@Lluis_Uria
Estamos en el año 2002. Tras la invasión de Afganistán, en represalia por los atentados del 11-S, Estados Unidos planea atacar a Irak y derrocar el régimen de Sadam Husein bajo el pretexto –que se demostrará falso– de que produce armas de destrucción masiva. Algunos de sus aliados no lo ven claro y Francia llegará a vetar el aval de la ONU en el Consejo de Seguridad. Pero eso no arredra a Washington, que en el 2003 lanzará la invasión. En una conversación con Ron Suskind, periodista de The New York Times, un alto cargo de la Administración de George W. Bush afirma, jactancioso: “Ahora somos un imperio y, cuando actuamos, creamos nuestra propia realidad”.
Ebrio de arrogancia tras la caída del comunismo y el desmembramiento de la URSS, huérfano de un
oponente capaz de contestar su hegemonía mundial, el imperio estaba a punto de
darse una castaña fenomenal. Afganistán e Irak iban a ser, a la larga, dos
fiascos que iban a arruinar la
credibilidad internacional de EE.UU. y poner en cuestión su papel como
superpoder universal. Hoy, los países emergentes, con China a la cabeza, se han
organizado para contrarrestar su preeminencia y esbozar un nuevo orden mundial.
El dominio americano de las últimas siete décadas es la consecuencia de
su inapelable victoria en la Segunda Guerra Mundial. Pero también, y sobre
todo, de una voluntad de supremacía cuyas líneas estratégicas fueron definidas
bajo la presidencia de Harry Truman y han perdurado hasta la actualidad. La biblia de esta estrategia, el documento
que definió los ejes de la política exterior del nuevo gigante, tiene un nombre
en clave: NSC-68.
Elaborado en 1950 por un equipo dirigido por el entonces director de
planificación del Departamento de Estado, Paul Nitze, y titulado Objetivos y programas
de Estados Unidos para la seguridad nacional, es según el propio servicio
exterior norteamericano “uno de los documentos más influyentes redactados por
el gobierno de EE.UU. durante la guerra fría”. En sus 58 páginas, el memorándum
–declarado top secret y no desclasificado hasta 1975– describía en términos
dramáticos la amenaza de la Unión Soviética y planteaba la necesidad de que
EE.UU. abordara la “rápida construcción de la fuerza política, económica y
militar del mundo libre”, desde la convicción de que el país tenía “la responsabilidad del liderazgo mundial”.
No todo el mundo estaba de acuerdo con esta visión, pero la invasión de
Corea del Sur por los comunistas norcoreanos, con apoyo chino y soviético,
acabó de decantar el debate. Como resultado, la Administración Truman casi
triplicó el gasto de defensa entre 1950 y 1953 (del 5% al 14,2% del PIB). Y
estableció la base doctrinal que conduciría diez años después a la fallida
intervención en Vietnam.
“El problema es que EE.UU. vincula (desde ese momento) sus intereses
vitales con su posición de poder en el mundo. Como consecuencia, el dominio
militar se convierte en un fin en sí mismo”, señalaba el historiador Stephen
Wertheim (autor del libro Tomorrow, the World) en una entrevista con el Washington
Post en 2020.

[Filas de un conjunto de datos para señalar puntos]
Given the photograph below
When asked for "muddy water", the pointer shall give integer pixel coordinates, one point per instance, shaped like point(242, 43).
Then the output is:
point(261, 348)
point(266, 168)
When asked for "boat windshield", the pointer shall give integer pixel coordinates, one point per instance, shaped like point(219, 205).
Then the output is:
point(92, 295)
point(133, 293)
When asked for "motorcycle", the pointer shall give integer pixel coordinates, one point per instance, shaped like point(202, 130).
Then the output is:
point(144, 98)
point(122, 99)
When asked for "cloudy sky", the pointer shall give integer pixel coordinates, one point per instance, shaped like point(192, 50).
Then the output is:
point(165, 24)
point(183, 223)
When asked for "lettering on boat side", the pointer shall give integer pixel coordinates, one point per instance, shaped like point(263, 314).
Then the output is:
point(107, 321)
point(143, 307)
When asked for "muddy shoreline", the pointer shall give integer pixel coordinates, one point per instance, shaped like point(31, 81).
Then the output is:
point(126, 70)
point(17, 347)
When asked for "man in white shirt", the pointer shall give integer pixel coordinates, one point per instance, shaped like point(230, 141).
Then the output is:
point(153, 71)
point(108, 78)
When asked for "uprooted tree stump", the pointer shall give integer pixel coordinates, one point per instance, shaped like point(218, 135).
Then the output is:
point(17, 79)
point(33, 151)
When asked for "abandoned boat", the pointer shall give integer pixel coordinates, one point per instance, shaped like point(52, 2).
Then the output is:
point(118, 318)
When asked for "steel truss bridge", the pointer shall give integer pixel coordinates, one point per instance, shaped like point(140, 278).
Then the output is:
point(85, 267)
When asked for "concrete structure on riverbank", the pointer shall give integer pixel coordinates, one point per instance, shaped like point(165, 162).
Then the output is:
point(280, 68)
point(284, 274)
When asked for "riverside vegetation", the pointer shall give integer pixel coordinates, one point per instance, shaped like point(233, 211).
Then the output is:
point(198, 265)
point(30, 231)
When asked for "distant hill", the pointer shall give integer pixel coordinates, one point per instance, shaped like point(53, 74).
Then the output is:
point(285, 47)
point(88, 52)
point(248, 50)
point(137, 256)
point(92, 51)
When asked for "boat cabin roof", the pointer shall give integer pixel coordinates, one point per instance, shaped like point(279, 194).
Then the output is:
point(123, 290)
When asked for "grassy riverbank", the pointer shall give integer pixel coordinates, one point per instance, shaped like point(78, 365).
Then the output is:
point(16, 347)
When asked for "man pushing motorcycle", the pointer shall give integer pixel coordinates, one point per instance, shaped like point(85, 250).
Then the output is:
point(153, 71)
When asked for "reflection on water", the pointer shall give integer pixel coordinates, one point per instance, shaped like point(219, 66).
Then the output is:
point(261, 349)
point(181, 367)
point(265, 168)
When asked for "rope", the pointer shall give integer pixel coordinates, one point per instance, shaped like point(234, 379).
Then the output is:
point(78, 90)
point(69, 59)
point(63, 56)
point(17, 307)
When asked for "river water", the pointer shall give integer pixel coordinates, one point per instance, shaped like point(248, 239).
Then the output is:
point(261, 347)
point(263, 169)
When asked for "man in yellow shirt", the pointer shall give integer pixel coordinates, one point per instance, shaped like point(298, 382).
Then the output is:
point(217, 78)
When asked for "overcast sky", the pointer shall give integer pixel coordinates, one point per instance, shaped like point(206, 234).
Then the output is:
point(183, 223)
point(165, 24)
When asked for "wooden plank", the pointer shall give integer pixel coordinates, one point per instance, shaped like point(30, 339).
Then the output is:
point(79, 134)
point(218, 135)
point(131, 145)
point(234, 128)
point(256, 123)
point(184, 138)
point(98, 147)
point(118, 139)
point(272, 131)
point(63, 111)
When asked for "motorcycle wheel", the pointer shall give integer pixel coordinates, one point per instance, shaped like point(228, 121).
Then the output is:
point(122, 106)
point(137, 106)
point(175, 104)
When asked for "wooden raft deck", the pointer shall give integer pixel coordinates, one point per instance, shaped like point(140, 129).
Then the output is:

Instrucción dada 1>
Cambia "historiador" por "politólogo" en el fragmento del texto sobre la política exterior de EE.UU. que va de "No todo el mundo" a "Post en 2020.", y escribe de nuevo ese fragmento.
Instrucción dada 2>
Devuelve tal cual las líneas del listado desde la que contiene "like point(263, 314)." hasta la que contiene "point(17, 347)", ambas incluidas.

Solución escrita 1>
No todo el mundo estaba de acuerdo con esta visión, pero la invasión de
Corea del Sur por los comunistas norcoreanos, con apoyo chino y soviético,
acabó de decantar el debate. Como resultado, la Administración Truman casi
triplicó el gasto de defensa entre 1950 y 1953 (del 5% al 14,2% del PIB). Y
estableció la base doctrinal que conduciría diez años después a la fallida
intervención en Vietnam.
“El problema es que EE.UU. vincula (desde ese momento) sus intereses
vitales con su posición de poder en el mundo. Como consecuencia, el dominio
militar se convierte en un fin en sí mismo”, señalaba el politólogo Stephen
Wertheim (autor del libro Tomorrow, the World) en una entrevista con el Washington
Post en 2020.

Solución escrita 2>
When asked for "lettering on boat side", the pointer shall give integer pixel coordinates, one point per instance, shaped like point(263, 314).
Then the output is:
point(107, 321)
point(143, 307)
When asked for "muddy shoreline", the pointer shall give integer pixel coordinates, one point per instance, shaped like point(31, 81).
Then the output is:
point(126, 70)
point(17, 347)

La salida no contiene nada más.